EXERCISE PROMPT =
Each entry should be set down again verbatim, with the images omitted.

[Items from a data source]
■ ■ ■ ■ ■

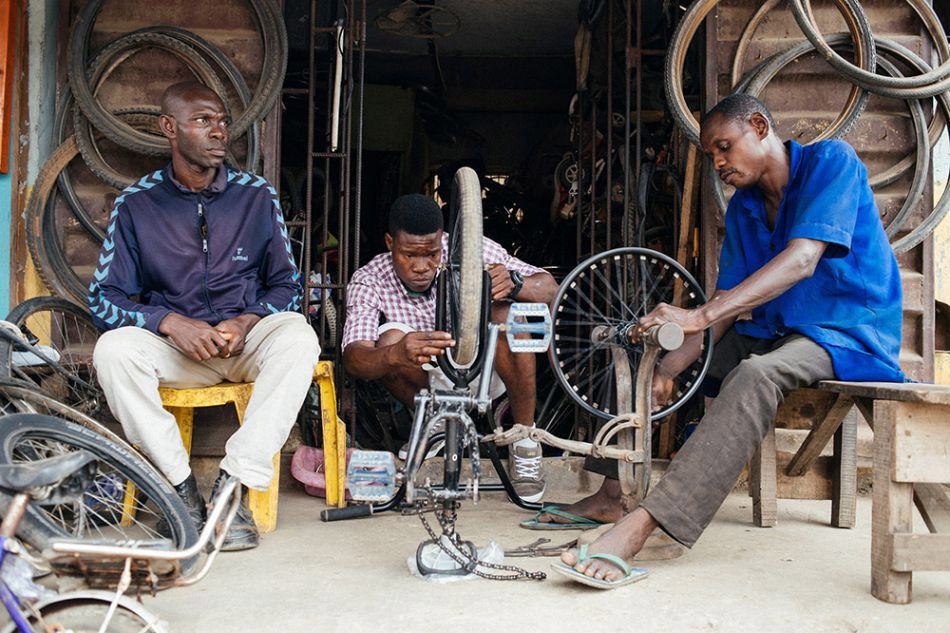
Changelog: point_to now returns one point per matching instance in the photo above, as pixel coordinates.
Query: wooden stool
(806, 475)
(182, 402)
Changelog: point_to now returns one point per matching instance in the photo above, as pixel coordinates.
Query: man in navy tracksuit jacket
(195, 285)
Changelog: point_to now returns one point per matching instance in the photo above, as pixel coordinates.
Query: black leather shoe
(197, 512)
(243, 532)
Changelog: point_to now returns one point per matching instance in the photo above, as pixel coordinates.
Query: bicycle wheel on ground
(596, 308)
(67, 330)
(464, 266)
(126, 500)
(86, 612)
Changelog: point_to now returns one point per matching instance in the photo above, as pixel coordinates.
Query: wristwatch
(518, 280)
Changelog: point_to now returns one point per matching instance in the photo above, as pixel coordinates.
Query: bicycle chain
(473, 564)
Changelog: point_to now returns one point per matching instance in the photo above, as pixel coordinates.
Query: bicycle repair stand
(527, 330)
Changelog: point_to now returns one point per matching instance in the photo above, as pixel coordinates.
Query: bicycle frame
(88, 555)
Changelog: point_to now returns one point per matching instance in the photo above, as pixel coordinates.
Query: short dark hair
(414, 214)
(740, 107)
(176, 93)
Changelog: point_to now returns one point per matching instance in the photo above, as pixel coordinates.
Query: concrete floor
(802, 576)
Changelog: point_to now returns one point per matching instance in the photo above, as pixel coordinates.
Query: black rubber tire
(569, 345)
(21, 396)
(928, 84)
(273, 68)
(116, 53)
(117, 466)
(85, 615)
(686, 29)
(70, 330)
(51, 266)
(465, 265)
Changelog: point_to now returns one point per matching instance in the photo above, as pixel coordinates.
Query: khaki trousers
(279, 356)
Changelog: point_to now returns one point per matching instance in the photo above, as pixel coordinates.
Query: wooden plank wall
(804, 98)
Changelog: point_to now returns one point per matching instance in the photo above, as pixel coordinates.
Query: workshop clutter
(124, 126)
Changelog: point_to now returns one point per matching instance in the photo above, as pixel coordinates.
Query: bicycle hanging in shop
(592, 348)
(109, 570)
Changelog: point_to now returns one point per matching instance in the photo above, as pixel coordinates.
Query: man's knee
(296, 337)
(116, 347)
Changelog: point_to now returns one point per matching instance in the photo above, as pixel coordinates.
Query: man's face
(200, 130)
(416, 258)
(735, 149)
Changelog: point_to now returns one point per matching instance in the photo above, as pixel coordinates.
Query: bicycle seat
(37, 478)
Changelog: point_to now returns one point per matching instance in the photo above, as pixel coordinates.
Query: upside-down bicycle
(595, 311)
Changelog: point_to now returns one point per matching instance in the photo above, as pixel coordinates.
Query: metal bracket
(533, 319)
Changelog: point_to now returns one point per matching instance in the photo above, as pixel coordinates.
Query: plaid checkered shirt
(375, 295)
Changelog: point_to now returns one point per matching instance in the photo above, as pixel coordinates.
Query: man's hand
(196, 339)
(662, 388)
(501, 284)
(234, 331)
(692, 321)
(417, 348)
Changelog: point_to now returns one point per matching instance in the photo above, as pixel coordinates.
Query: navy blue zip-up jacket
(209, 255)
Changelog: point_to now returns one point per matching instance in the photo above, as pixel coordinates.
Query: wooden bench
(911, 460)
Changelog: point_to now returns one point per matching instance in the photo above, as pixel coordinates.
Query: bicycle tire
(273, 69)
(69, 329)
(756, 85)
(883, 179)
(85, 612)
(21, 396)
(465, 265)
(683, 35)
(26, 437)
(113, 55)
(925, 85)
(581, 360)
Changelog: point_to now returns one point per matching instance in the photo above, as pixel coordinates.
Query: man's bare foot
(624, 540)
(603, 506)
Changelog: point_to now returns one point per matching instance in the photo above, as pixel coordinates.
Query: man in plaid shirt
(390, 321)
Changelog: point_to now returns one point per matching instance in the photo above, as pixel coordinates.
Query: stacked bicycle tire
(876, 69)
(83, 122)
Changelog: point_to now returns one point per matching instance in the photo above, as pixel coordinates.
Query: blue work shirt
(851, 305)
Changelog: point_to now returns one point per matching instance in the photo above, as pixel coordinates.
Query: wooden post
(762, 482)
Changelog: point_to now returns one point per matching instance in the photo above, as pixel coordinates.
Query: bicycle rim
(126, 499)
(465, 266)
(608, 294)
(68, 329)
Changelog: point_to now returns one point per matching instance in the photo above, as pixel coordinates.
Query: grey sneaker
(524, 468)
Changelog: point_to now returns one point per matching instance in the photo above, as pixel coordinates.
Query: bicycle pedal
(371, 475)
(533, 319)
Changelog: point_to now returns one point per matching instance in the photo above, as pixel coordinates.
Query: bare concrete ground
(801, 576)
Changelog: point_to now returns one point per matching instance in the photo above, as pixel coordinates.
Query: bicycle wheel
(68, 329)
(86, 611)
(597, 306)
(464, 266)
(126, 500)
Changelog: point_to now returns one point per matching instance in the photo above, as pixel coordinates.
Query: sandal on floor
(572, 522)
(630, 574)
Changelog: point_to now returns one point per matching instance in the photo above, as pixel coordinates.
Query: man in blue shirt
(806, 257)
(196, 285)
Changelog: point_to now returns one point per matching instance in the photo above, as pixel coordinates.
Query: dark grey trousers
(755, 375)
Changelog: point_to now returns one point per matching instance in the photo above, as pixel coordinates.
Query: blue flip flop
(572, 521)
(630, 574)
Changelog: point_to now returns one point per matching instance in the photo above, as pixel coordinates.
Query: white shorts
(437, 378)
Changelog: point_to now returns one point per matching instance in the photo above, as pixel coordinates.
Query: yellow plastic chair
(182, 404)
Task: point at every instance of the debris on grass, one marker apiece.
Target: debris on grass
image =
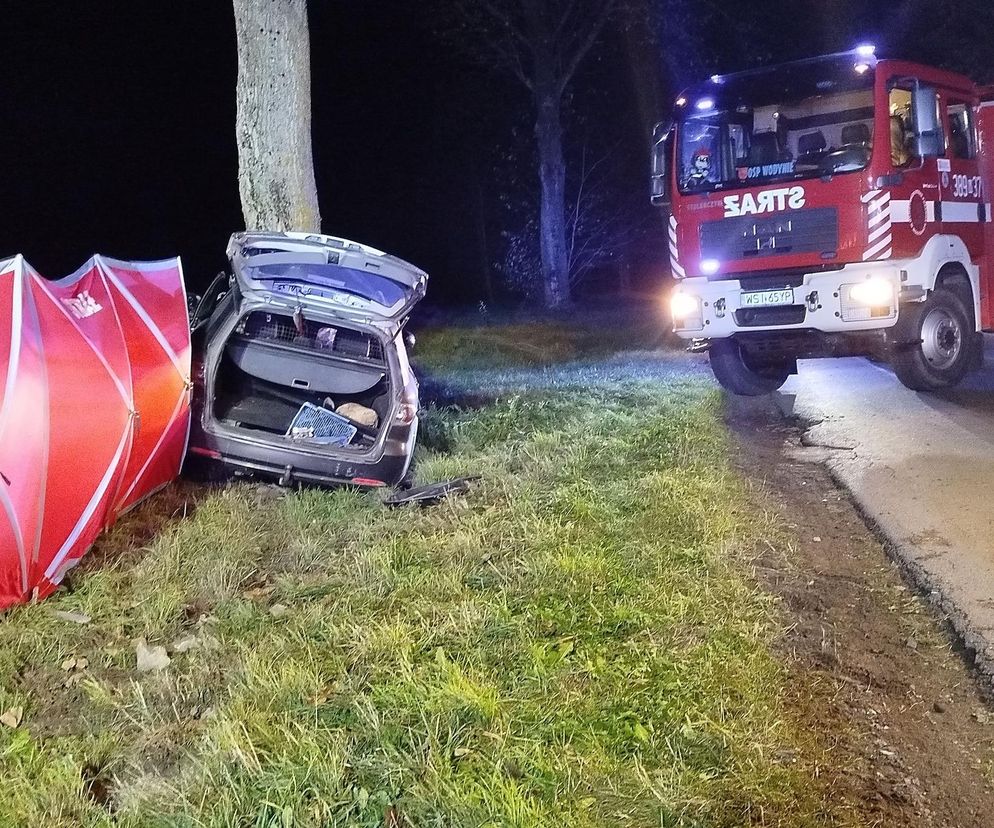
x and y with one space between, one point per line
72 616
432 493
12 717
150 659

■ ■ ■ ■ ■

ANSWER SPACE =
Changelog: point_to now returns one point per matching instance in the photo above, as pixel coordinates.
Query: wooden stool
(806, 475)
(182, 402)
Changelog: point_to now returns one point per matching instance in the photo above, as pixel coordinates.
Query: man in navy tracksuit jacket
(195, 285)
Changelog: point_to now returns one point per matching instance in the photo above, as pixel coordinates.
Query: black leather shoe
(197, 512)
(243, 532)
Changelog: point_to now returns one point per matching instance in the photo above, as pixel coordinates.
Query: bicycle wheel on ground
(596, 308)
(67, 330)
(464, 266)
(126, 500)
(86, 612)
Changelog: point_to now returns one point per matching instance in the photo above, as pixel coordinates.
Query: wristwatch
(518, 280)
Changelog: point_to now returns one point per matching instance in the photo above, as pixel coordinates.
Query: bicycle chain
(473, 564)
Changelog: point_to now returns one point per matching instance in the photo above, as pixel coordinates.
Query: bicycle repair stand
(527, 330)
Changelog: point_to now returns one point per matching instance in the photo above, as pixel coordinates.
Query: bicycle frame
(88, 555)
Changelog: point_to now returns one point per matching instance in the photo above, as pixel coordinates.
Query: short dark hair
(414, 214)
(740, 107)
(176, 93)
Changelog: point_to now returns one point per matching instance in the photo above, as pixel coordinates.
Query: concrete floor
(802, 576)
Changelog: point_to now returns one point per matching instance in the photo above, as pixel coordinates.
Query: black rubber tire
(569, 345)
(21, 396)
(928, 84)
(273, 68)
(116, 53)
(117, 466)
(85, 615)
(686, 29)
(70, 330)
(51, 266)
(465, 265)
Changelog: point_to now returns one point per matching instance in the photo above, as pixel coordinates.
Query: khaki trousers
(279, 356)
Changelog: point_to now returns one point per matching instance in the photo above, as pixel coordinates.
Query: wooden plank wall
(804, 98)
Changelog: point_to now returns one point per matching instance in the photo above, as pixel coordinates.
Query: workshop clutter
(124, 126)
Changelog: point_to now returns one point per matching instance in the photo above, as pixel coordinates.
Query: bicycle hanging in shop
(592, 348)
(109, 570)
Changelog: point_to now returns one point per matching instance in the photo above, as pixel coordinates.
Query: man's knee
(296, 337)
(116, 347)
Changelog: point_to now returns one point per matching instance in the photo above, as pixel coordinates.
Query: man's face
(200, 130)
(416, 258)
(735, 149)
Changelog: point_to now returns one point per matching instance in the photo above, as pixel coordinates.
Query: bicycle seat
(37, 478)
Changelog: point_to now returns one point per matching instance in the photo above, as pixel coordinates.
Query: upside-down bicycle
(595, 311)
Changelog: point_to now returns one point per matching instance in the photo above, as pixel coordinates.
Query: metal bracket
(533, 319)
Changelog: point_to now returns one point per matching instance in the photo above, as pixel coordinates.
Query: plaid checkered shirt
(375, 295)
Changelog: point_to now returns one point per matching instance in the photo above, as pixel coordinates.
Query: man's hand
(196, 339)
(662, 388)
(501, 284)
(234, 331)
(692, 321)
(417, 348)
Changelog: point_to now returns one point per matching instance in the photo above, as pixel coordinates.
Query: navy blue zip-up jacket
(209, 255)
Changelog: point_to now returns one point per matching instance in the photo above, as pixel coordinates.
Query: wooden bench
(911, 460)
Changelog: point_to now returns one point per matching instance in the photo above, as pixel coordinates.
Query: bicycle tire
(273, 69)
(69, 329)
(756, 85)
(883, 179)
(85, 612)
(21, 396)
(465, 265)
(683, 35)
(26, 437)
(113, 55)
(925, 85)
(581, 360)
Changelog: point_to now returns one point per matching instance in the photo above, as pixel coordinates.
Query: man's bare foot
(624, 540)
(603, 506)
Changelog: point_to now returns one point per matching instance in the photo above, as pixel coordinates.
Query: man in plaid shirt
(390, 321)
Changelog: point_to now returns one point per matching instance in the photo above, as pixel coordinates.
Query: stacked bicycle tire
(876, 69)
(83, 122)
Changelog: point_to now returns one point per matching instance in the photo above, as pixel coordinates.
Query: blue work shirt
(851, 305)
Changelog: point_to now returns one point per matching instance in the photo above, as pixel coordinates.
Query: wooden post
(762, 482)
Changelog: point_to now returns one point per matching instance in the photo above, as pixel coordinates.
Query: bicycle rim
(126, 499)
(465, 266)
(608, 294)
(68, 329)
Changelog: point_to now returns one point per matching instance in the photo above, as pixel coordinates.
Query: grey sneaker
(524, 468)
Changelog: point_to now returns one point per matching instance in the photo above, as pixel coordinates.
Query: bicycle pedal
(371, 475)
(533, 319)
Changelog: point_to now returns one point per matching instance in the photo above, as pixel coordinates.
Query: bare concrete ground
(801, 576)
Changelog: point_to now returns one point per matching instance in the photo above, as pixel coordinates.
Query: bicycle wheel
(68, 329)
(86, 611)
(597, 306)
(464, 266)
(126, 500)
Changelog: point_to now returns one point per matching instance in the photo above, as pixel coordinates.
Query: sandal on floor
(572, 522)
(630, 574)
Changelog: point_to now returns one point per matching instance in the photo above, as pixel coordinates.
Query: man in blue shirt
(806, 257)
(196, 285)
Changelog: point_to now returns one point per matching instance in the photo above, as pixel coordinates.
Query: dark grey trousers
(755, 375)
Changelog: point_to now returns one point per matching instance in the photo above, as pixel coordinates.
Query: blue flip flop
(572, 521)
(630, 574)
Changelog: point_to now returns one point per matching instance in the photo above, as pixel coordinates.
Query: white shorts
(437, 378)
Changelog: point_to now returns one point per matching instance in the photo above, as pixel coordinates.
Query: yellow plastic chair
(182, 404)
Task: point at every instance of the debris on grass, one marker apiece.
Target: debris on grass
image =
x and y with one space between, one point per line
72 616
432 493
12 717
150 659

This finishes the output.